= Okuma Parçası =
“İnsan odaklı yönetim anlayışımız sayesinde, hedeflerimize emin adımlarla ilerliyoruz”

 
20 yaşında; sektörde “ilklerin, teklerin ve enlerin” şirketi olarak bilinen,
yedi yıldan bu yana müşteri memnuniyetinde liderliğini koruyan, 1300’ün üstünde istasyonu, 800’ün üzerinde çalışanı bulunan, teknolojiyi her alanda kullanan bir şirket OPET… Ve başarısının ardında
“insanı odak alan bir yönetim anlayışına sahip olması” yatan bir şirket…

İşte, kısaca böyle tanımlanabilecek bir şirketin İnsan Kaynakları Müdürü Aykut Üstün… “OPET, kurulduğu günden bu yana, sağladığı müşteri memnuniyeti, yürüttüğü sosyal sorumluluk projeleri ve yenilikçi yaklaşımları ile rekabetin çok yüksek olduğu bir sektörde hedeflerine emin adımlarla yürüyor” diyen Üstün, bu ay sayfalarımıza konuk oldu ve bizlere account yapısına geçen, HR 2.0 projelerine hız kazandıran, çalışanlar arasındaki iletişimi artırmak için projeler üreten departmanın çalışmalarını yakından inceleme fırsatı sundu. 


Öncelikle bizlerle OPET İnsan Kaynakları’na ilişkin bilgiler paylaşır mısınız?

= Veri Kümesinden Kesit =
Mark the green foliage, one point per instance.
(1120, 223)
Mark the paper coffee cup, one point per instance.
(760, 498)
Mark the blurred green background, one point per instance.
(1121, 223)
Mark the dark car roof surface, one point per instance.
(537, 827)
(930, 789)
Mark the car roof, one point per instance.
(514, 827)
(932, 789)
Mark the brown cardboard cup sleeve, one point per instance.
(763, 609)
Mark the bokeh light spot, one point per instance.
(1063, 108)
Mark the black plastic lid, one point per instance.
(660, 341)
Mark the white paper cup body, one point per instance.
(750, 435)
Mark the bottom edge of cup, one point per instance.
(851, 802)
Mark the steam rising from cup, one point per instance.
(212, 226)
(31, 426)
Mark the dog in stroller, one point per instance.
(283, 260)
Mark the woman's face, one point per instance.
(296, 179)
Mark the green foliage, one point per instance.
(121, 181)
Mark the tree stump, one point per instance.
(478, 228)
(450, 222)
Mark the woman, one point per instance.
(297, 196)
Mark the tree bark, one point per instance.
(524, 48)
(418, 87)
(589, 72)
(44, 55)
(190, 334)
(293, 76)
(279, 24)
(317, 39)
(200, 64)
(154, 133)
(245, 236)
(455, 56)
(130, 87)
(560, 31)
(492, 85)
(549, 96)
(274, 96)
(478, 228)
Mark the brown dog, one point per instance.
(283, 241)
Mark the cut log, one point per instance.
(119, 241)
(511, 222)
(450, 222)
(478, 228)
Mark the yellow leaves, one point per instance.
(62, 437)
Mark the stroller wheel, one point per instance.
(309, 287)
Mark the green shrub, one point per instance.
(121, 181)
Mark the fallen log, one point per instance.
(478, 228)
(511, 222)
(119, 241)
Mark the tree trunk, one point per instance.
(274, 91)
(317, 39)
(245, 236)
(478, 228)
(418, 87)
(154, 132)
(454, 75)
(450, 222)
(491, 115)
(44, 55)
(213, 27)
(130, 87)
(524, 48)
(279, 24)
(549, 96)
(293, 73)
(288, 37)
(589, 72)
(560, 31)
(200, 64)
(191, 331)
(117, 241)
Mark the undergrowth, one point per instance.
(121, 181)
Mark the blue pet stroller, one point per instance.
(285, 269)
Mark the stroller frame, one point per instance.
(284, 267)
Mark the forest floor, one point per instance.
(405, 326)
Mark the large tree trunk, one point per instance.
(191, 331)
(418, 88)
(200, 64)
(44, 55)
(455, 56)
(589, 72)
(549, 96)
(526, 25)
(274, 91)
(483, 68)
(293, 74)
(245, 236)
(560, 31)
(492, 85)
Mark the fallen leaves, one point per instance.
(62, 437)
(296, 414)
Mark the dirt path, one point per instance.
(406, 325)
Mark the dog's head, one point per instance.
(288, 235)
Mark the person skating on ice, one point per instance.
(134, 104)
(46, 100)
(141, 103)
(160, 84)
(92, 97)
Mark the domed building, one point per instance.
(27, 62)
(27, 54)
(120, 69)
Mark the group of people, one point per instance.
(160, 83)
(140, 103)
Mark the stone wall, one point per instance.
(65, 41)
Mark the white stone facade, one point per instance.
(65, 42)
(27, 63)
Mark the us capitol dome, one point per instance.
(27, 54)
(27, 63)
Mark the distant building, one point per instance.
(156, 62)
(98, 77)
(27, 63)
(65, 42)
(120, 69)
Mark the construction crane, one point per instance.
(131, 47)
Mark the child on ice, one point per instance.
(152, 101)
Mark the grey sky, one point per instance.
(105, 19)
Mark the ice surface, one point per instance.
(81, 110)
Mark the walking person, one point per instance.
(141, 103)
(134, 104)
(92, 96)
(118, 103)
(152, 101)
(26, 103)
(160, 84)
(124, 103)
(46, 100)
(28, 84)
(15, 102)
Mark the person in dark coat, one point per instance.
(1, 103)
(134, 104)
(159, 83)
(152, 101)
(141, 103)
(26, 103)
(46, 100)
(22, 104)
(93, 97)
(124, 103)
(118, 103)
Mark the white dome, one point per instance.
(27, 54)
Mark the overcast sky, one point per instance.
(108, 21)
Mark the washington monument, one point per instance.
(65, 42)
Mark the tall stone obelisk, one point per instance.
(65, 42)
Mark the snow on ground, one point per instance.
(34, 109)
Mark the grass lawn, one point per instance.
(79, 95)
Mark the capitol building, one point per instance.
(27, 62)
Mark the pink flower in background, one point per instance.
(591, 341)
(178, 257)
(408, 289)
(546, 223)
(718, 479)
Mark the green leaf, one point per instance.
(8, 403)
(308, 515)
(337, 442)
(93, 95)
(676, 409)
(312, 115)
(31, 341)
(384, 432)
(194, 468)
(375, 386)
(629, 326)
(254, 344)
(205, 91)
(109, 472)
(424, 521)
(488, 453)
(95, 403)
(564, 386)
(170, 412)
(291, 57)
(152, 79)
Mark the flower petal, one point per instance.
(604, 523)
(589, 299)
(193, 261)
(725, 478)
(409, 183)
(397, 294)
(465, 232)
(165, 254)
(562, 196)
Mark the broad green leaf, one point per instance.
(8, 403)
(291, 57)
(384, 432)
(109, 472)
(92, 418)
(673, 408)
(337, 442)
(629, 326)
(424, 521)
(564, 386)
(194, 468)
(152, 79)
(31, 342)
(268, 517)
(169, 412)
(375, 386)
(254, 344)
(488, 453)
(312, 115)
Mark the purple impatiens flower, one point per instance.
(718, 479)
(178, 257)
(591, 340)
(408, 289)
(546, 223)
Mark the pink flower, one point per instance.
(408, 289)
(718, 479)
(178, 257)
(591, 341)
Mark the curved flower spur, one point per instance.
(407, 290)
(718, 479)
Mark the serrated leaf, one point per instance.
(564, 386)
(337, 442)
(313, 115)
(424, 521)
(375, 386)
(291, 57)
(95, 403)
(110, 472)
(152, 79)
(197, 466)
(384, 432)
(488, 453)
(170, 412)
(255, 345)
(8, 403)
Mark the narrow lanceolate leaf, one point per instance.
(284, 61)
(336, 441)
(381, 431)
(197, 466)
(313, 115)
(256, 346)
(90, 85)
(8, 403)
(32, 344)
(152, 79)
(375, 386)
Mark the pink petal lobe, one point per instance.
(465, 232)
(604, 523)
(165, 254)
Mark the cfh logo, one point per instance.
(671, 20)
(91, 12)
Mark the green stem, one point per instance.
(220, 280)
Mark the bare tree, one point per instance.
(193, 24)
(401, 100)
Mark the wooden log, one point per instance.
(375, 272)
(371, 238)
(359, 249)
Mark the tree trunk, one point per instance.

= Çözülecek Sorular =
1/ OPET söyleşisine göre aşağıdaki soruları yanıtlayın.
(a) OPET kaç yıldan bu yana müşteri memnuniyetinde liderliğini koruyor?
(b) Şirketin istasyon ve çalışan sayısı ne olarak veriliyor?
(c) Aykut Üstün OPET'te hangi görevde bulunuyor?
2/ OPET söyleşisini, metnin bittiği yerden sürdürün.

= Cevap Anahtarı =
1/
(a) Yedi yıldan bu yana.
(b) 1300'ün üstünde istasyonu, 800'ün üzerinde çalışanı var.
(c) İnsan Kaynakları Müdürü.

2/
500’ü beyaz, 300’ü mavi yakalılardan oluşan toplamda 800 çalışanı bulunan OPET’in İnsan Kaynakları Müdürlüğü, organizasyon içinde doğrudan Genel Müdür’e bağlı olan bir hiyerarşi içinde çalışıyor. 2012 yılından bu yana, İnsan Kaynakları ile birlikte aynı zamanda Yönetim Sistemleri’nden de sorumluyuz. Bu kapsamda ISO 9001, ISO 14001 Çevre Yönetim Sistemi, OHSAS 18001 İş Sağlığı ve Güvenliği Yönetim Sistemleri’nin yanı sıra, üç terminalimizdeki laboratuvarlarımızın ISO 17025 kapsamındaki kalite yönetim sistem sorumluluğu tarafımızca yerine getiriliyor.

Bu birlikteliğin çok büyük avantajları var: Yönetim sistemleri, kalite ve İK süreçlerinin ortak amaç ve hedefler doğrultusunda kurgulandığı bir organizasyonda politikaların yönetim öncelikleri ve şirket stratejilerine paralel olarak belirlenmesi ve çalışanlara benimsetilmesi çok daha etkili oluyor.

Kaç kişilik bir ekipsiniz? Nasıl bir yapınız var?

12 kişilik çekirdek bir ekiple çalışıyoruz. Uzmanlığa elbette son derece önem ve değer veriyoruz ancak arkadaşlarımızdan, birden fazla şapkaya sahip olmalarını bekliyor, bu şekilde iş tatminini ve çeşitliliği artırmayı amaçlıyoruz.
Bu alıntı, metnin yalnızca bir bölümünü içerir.